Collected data

● ● ● ●

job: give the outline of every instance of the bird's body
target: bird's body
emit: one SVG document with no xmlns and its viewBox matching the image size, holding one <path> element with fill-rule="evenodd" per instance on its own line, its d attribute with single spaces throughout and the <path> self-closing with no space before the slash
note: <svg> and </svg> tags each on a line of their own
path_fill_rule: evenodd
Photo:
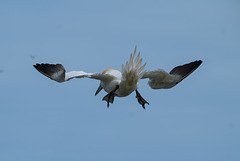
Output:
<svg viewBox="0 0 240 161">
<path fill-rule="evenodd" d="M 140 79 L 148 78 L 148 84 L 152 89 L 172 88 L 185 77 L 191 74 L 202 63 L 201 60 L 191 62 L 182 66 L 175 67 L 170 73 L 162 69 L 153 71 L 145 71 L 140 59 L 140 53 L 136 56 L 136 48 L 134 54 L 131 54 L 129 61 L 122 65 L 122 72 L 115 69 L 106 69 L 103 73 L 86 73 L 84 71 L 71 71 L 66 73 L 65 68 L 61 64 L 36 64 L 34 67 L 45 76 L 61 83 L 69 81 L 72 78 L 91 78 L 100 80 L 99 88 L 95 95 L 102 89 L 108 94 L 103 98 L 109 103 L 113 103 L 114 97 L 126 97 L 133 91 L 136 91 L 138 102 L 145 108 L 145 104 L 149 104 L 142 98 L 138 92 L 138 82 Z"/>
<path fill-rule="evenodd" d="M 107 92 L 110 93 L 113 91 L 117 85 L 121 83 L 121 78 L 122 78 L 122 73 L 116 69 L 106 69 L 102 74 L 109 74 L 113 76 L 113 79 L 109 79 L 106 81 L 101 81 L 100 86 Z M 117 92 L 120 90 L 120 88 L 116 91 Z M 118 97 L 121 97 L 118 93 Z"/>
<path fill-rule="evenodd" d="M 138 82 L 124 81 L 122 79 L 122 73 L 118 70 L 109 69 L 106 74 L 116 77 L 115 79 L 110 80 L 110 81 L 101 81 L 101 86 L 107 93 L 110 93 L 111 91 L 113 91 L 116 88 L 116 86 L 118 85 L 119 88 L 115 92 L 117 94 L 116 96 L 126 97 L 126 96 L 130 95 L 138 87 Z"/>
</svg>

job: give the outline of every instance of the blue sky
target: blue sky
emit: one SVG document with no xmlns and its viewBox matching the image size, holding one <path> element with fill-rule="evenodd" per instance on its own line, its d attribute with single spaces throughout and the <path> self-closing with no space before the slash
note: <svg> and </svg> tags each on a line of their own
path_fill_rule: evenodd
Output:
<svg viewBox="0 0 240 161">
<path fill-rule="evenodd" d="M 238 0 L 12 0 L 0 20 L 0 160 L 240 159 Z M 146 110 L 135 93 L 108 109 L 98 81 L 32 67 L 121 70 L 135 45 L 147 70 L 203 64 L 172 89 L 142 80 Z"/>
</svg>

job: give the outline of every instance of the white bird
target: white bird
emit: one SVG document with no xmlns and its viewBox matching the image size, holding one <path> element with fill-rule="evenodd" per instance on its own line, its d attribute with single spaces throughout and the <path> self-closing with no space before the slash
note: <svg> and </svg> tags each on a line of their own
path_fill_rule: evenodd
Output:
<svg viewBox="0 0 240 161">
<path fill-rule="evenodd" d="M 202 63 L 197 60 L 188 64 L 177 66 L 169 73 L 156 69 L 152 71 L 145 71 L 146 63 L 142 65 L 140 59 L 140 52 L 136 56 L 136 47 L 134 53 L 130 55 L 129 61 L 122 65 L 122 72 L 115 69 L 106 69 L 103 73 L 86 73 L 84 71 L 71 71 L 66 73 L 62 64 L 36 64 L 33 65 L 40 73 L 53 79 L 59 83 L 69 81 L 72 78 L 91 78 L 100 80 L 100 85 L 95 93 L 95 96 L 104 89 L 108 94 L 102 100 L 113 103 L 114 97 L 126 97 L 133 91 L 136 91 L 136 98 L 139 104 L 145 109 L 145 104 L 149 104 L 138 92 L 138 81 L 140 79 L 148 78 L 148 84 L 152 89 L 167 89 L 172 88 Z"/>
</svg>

● ● ● ●

Task details:
The answer is the complete set of records, copied exactly, with pictures omitted.

Exercise solution:
job: give the outline of every instance of the bird's body
target: bird's body
emit: one SVG document with no xmlns and its viewBox matching the image size, holding one <path> element with fill-rule="evenodd" per instance on its own line, its d attribute with single spaces throughout and the <path> self-closing with no space before the slash
note: <svg> and </svg> tags each on a line of their own
path_fill_rule: evenodd
Photo:
Output:
<svg viewBox="0 0 240 161">
<path fill-rule="evenodd" d="M 140 79 L 148 78 L 148 84 L 152 89 L 172 88 L 185 77 L 191 74 L 202 63 L 201 60 L 191 62 L 182 66 L 175 67 L 170 73 L 162 69 L 153 71 L 145 71 L 140 59 L 140 53 L 136 56 L 136 48 L 134 54 L 131 54 L 129 61 L 122 65 L 122 72 L 115 69 L 106 69 L 103 73 L 86 73 L 84 71 L 71 71 L 66 73 L 65 68 L 61 64 L 36 64 L 34 67 L 45 76 L 61 83 L 69 81 L 72 78 L 91 78 L 100 80 L 99 88 L 95 95 L 102 89 L 108 94 L 103 98 L 109 103 L 113 103 L 114 97 L 126 97 L 133 91 L 136 91 L 138 102 L 145 108 L 145 104 L 149 104 L 142 98 L 138 92 L 138 82 Z"/>
<path fill-rule="evenodd" d="M 107 92 L 110 93 L 113 91 L 117 85 L 121 83 L 121 78 L 122 78 L 122 73 L 116 69 L 106 69 L 102 74 L 109 74 L 113 76 L 113 79 L 109 79 L 106 81 L 101 81 L 100 86 Z M 117 92 L 120 90 L 120 88 L 116 91 Z M 118 97 L 121 97 L 118 93 Z"/>
<path fill-rule="evenodd" d="M 138 82 L 124 81 L 122 79 L 122 73 L 118 70 L 109 69 L 106 74 L 116 77 L 115 79 L 110 80 L 110 81 L 101 81 L 101 86 L 107 93 L 110 93 L 111 91 L 113 91 L 116 88 L 116 86 L 118 85 L 119 88 L 115 92 L 117 94 L 116 96 L 126 97 L 126 96 L 130 95 L 138 87 Z"/>
</svg>

job: give the outline of every instance of the blue sky
target: blue sky
emit: one SVG document with no xmlns and its viewBox matching the image size, holding one <path> element with fill-rule="evenodd" per instance on its own line, its d attribute with single spaces throughout and the <path> self-closing with no space before the slash
note: <svg> and </svg> tags each on a line of their own
path_fill_rule: evenodd
Output:
<svg viewBox="0 0 240 161">
<path fill-rule="evenodd" d="M 238 0 L 12 0 L 0 20 L 0 160 L 240 159 Z M 146 110 L 135 93 L 108 109 L 98 81 L 32 67 L 121 70 L 135 45 L 147 70 L 203 64 L 172 89 L 142 80 Z"/>
</svg>

job: give the outline of every instance of the white bird
target: white bird
emit: one SVG document with no xmlns and its viewBox matching the image size, holding one <path> element with fill-rule="evenodd" per instance on its own line, its d attribute with single spaces throughout and the <path> self-closing with no space before the slash
note: <svg> and </svg> tags each on a line of their own
path_fill_rule: evenodd
Output:
<svg viewBox="0 0 240 161">
<path fill-rule="evenodd" d="M 202 63 L 197 60 L 188 64 L 177 66 L 169 73 L 156 69 L 152 71 L 145 71 L 146 63 L 142 65 L 140 59 L 140 52 L 136 56 L 136 47 L 134 53 L 130 55 L 129 61 L 122 65 L 122 72 L 115 69 L 106 69 L 103 73 L 86 73 L 84 71 L 71 71 L 66 73 L 62 64 L 36 64 L 33 65 L 40 73 L 53 79 L 59 83 L 69 81 L 72 78 L 91 78 L 100 80 L 100 85 L 95 93 L 95 96 L 104 89 L 108 94 L 102 100 L 113 103 L 114 97 L 126 97 L 133 91 L 136 91 L 136 98 L 139 104 L 145 109 L 145 104 L 149 104 L 138 92 L 138 81 L 140 79 L 148 78 L 148 84 L 152 89 L 167 89 L 172 88 Z"/>
</svg>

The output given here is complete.